Point localization data
◆ ◆ ◆ ◆
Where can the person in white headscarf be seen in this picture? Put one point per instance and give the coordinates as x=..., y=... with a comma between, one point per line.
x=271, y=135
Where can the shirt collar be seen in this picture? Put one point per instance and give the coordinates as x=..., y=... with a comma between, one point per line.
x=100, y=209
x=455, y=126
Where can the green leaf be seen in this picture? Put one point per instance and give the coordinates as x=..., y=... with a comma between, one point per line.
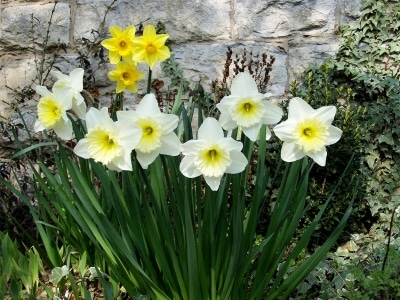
◆ ◆ ◆ ◆
Work item
An answer containing only the lines from the one holding "Where can the shirt" through the close of the entries above, reproduced exactly and stripped of pictures, is expected.

Solution for this task
Where can the shirt collar be seen in this picture? Put one point per instance and give the coordinates as x=..., y=... with a comma between, one point per line.
x=100, y=209
x=455, y=126
Where can the green leaf be seen in this picture? Put one point per instance and give the coordinates as x=..., y=... with a comma between, one point per line.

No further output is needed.